--- begin ---

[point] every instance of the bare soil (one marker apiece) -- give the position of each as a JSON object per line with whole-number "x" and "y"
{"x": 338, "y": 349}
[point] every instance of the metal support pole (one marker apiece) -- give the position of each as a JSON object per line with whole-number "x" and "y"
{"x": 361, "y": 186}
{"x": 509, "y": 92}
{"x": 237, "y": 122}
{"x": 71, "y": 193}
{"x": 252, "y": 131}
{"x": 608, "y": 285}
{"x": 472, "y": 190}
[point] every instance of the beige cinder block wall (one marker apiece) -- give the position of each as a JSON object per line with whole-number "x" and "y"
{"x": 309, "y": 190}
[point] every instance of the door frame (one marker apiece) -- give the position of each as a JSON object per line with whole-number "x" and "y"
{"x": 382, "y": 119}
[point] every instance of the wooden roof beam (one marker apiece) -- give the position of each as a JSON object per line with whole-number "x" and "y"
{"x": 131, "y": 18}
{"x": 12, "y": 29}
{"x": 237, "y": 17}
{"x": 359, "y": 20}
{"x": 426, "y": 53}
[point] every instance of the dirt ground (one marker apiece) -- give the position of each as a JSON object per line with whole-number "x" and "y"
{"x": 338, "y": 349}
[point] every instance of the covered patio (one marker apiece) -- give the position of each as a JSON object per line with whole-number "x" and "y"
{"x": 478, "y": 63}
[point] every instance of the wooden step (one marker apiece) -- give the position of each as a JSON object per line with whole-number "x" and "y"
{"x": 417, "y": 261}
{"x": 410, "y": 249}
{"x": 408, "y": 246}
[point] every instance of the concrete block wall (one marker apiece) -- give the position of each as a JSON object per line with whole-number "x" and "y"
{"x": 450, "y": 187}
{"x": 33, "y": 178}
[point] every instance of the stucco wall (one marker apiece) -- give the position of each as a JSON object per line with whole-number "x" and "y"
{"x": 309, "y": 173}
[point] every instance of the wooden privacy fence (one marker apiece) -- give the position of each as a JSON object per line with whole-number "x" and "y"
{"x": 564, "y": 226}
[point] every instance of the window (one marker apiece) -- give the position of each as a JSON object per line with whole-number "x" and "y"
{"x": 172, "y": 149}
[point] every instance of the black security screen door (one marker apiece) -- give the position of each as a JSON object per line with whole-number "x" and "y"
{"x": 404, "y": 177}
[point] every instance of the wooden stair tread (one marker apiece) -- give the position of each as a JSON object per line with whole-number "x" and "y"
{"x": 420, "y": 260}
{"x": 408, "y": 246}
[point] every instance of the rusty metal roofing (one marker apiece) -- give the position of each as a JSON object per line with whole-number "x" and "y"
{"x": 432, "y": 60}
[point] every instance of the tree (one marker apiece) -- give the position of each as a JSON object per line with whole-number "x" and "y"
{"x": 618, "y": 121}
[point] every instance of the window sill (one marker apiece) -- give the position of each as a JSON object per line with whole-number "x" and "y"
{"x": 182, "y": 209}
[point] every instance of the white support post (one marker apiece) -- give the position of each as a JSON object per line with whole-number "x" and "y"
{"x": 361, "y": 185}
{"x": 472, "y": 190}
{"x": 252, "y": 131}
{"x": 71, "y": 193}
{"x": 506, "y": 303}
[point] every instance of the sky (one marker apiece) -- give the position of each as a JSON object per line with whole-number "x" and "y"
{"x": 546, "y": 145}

--- end ---

# SHORT EXERCISE
Everything from the line containing "[point] every instance of the window sill" through the final line of the listing, inclusive, must be reproduced exactly; leave out the rest.

# COMPLETED EXERCISE
[point] every instance of the window sill (one marker apiece) -- give the position of each as a JSON object per line with whole-number "x" and "y"
{"x": 182, "y": 209}
[point] every instance of the white support post (one marker apiece) -- give the position of each as a JSON object per line with whole-number "x" and "y"
{"x": 361, "y": 185}
{"x": 472, "y": 190}
{"x": 252, "y": 131}
{"x": 71, "y": 193}
{"x": 506, "y": 303}
[point] every instance of the sky (one marker apiece) -- give the position of each as a JSON object per line with whole-number "x" and "y"
{"x": 546, "y": 145}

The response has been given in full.